▶ **YOUR ASSIGNMENT**: Leave out the images and set down the records below exactly.

______

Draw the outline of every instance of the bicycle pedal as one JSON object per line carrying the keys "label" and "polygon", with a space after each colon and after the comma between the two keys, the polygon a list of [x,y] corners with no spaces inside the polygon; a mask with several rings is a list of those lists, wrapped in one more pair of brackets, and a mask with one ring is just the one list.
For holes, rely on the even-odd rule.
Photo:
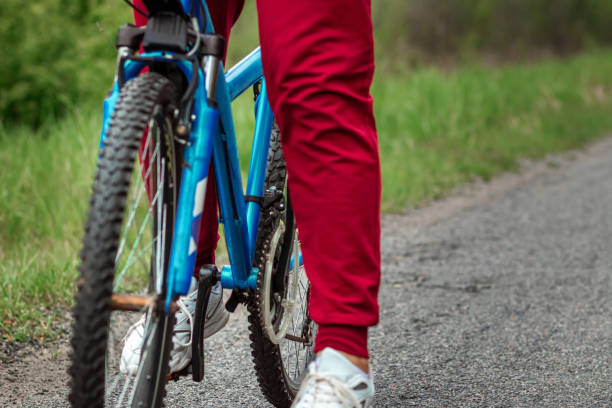
{"label": "bicycle pedal", "polygon": [[195,306],[195,324],[191,338],[191,376],[193,381],[204,379],[204,326],[206,325],[206,309],[212,287],[219,280],[219,270],[215,265],[204,265],[200,269],[198,281],[198,299]]}

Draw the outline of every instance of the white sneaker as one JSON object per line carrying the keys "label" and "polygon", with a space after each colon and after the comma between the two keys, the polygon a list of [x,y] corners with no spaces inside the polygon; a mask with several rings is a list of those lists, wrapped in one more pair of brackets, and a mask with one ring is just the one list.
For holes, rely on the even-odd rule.
{"label": "white sneaker", "polygon": [[[176,325],[172,333],[172,350],[170,351],[170,373],[181,371],[191,361],[191,333],[193,333],[193,314],[198,299],[198,281],[191,279],[189,292],[176,302],[179,311],[176,313]],[[217,283],[210,291],[206,308],[206,325],[204,338],[221,330],[229,320],[229,312],[223,304],[223,289]],[[145,315],[134,323],[125,335],[125,344],[121,353],[119,370],[123,374],[136,375],[144,338]]]}
{"label": "white sneaker", "polygon": [[293,408],[363,408],[374,397],[374,381],[346,357],[325,348],[308,366]]}

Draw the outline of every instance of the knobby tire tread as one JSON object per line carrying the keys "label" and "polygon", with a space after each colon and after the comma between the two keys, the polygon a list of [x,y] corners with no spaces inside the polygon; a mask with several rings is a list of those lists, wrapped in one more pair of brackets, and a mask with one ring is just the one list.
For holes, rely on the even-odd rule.
{"label": "knobby tire tread", "polygon": [[[147,73],[126,83],[111,119],[89,202],[74,297],[69,368],[69,400],[73,407],[104,406],[115,256],[136,152],[155,106],[175,100],[176,91],[170,81]],[[168,356],[166,348],[162,356],[166,370]]]}
{"label": "knobby tire tread", "polygon": [[[280,137],[280,131],[275,124],[270,136],[270,150],[268,151],[264,189],[275,186],[282,191],[285,186],[287,170],[281,150]],[[279,221],[279,214],[270,215],[262,211],[255,244],[255,260],[260,270],[263,270],[262,266],[265,263],[265,255],[268,249],[267,244]],[[260,273],[257,277],[258,288],[262,286],[262,278],[263,274]],[[247,303],[251,355],[255,365],[257,381],[262,393],[270,403],[275,407],[289,407],[295,396],[295,390],[291,389],[285,378],[278,345],[272,343],[264,332],[260,296],[261,291],[253,292],[253,296],[250,296]]]}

______

▶ **EXERCISE SOLUTION**:
Draw the outline of every instance of the bicycle pedal as one JSON object per line carrying the keys "label" and "polygon", with a space after each colon and after the comma between the two keys, the polygon a list of [x,y] corners with no spaces inside the polygon; a mask with several rings is a list of those lists, wrapped in one more pair of brackets, and a mask with one ring is just the one list.
For holes, rely on the even-odd rule.
Photo:
{"label": "bicycle pedal", "polygon": [[195,306],[195,324],[191,338],[191,376],[193,381],[204,379],[204,326],[206,325],[206,309],[212,287],[219,280],[219,270],[215,265],[204,265],[200,269],[198,281],[198,299]]}

Draw the outline of every instance of the white sneaker as one JSON object per line carrying the keys "label" and "polygon", with a space after each colon and after the comma between the two keys, the polygon a list of [x,y] corners with no spaces inside the polygon; a mask with several rings is a list of those lists, wrapped in one more pair of brackets, and a mask with one ring is just the one list.
For holes, rely on the even-odd rule.
{"label": "white sneaker", "polygon": [[[176,325],[172,333],[172,350],[170,351],[170,373],[181,371],[191,361],[191,333],[193,333],[193,314],[198,299],[198,281],[191,279],[189,292],[176,302],[179,311],[176,313]],[[217,283],[210,291],[206,308],[206,325],[204,338],[221,330],[229,320],[229,312],[223,304],[223,289]],[[145,315],[134,323],[125,335],[125,344],[121,353],[119,370],[123,374],[136,375],[144,338]]]}
{"label": "white sneaker", "polygon": [[293,408],[363,408],[374,397],[374,381],[346,357],[325,348],[308,366]]}

Draw the outline of every instance of the knobby tire tread as one JSON object per line carrying the keys "label" and "polygon", with a space after each colon and after the comma between the two keys, the polygon a list of [x,y] corners with no spaces inside the polygon; a mask with several rings is a list of those lists, wrapped in one more pair of brackets, and a mask with one ring is just the one list.
For holes, rely on the even-odd rule.
{"label": "knobby tire tread", "polygon": [[[147,73],[126,83],[111,119],[89,202],[74,297],[69,368],[69,400],[73,407],[104,406],[115,256],[136,152],[155,106],[175,100],[176,91],[170,81]],[[168,356],[166,348],[162,356],[166,370]]]}
{"label": "knobby tire tread", "polygon": [[[280,137],[280,131],[275,124],[270,136],[270,150],[268,151],[264,189],[275,186],[282,191],[285,186],[287,170],[281,150]],[[279,221],[279,214],[270,215],[262,211],[255,244],[255,260],[260,270],[263,270],[262,266],[265,263],[265,255],[268,249],[267,244]],[[260,273],[257,277],[258,288],[262,286],[262,278],[263,274]],[[247,303],[251,355],[255,365],[257,381],[262,393],[270,403],[275,407],[289,407],[295,396],[295,390],[291,389],[285,378],[278,345],[272,343],[264,332],[260,296],[261,291],[253,292],[253,296],[250,296]]]}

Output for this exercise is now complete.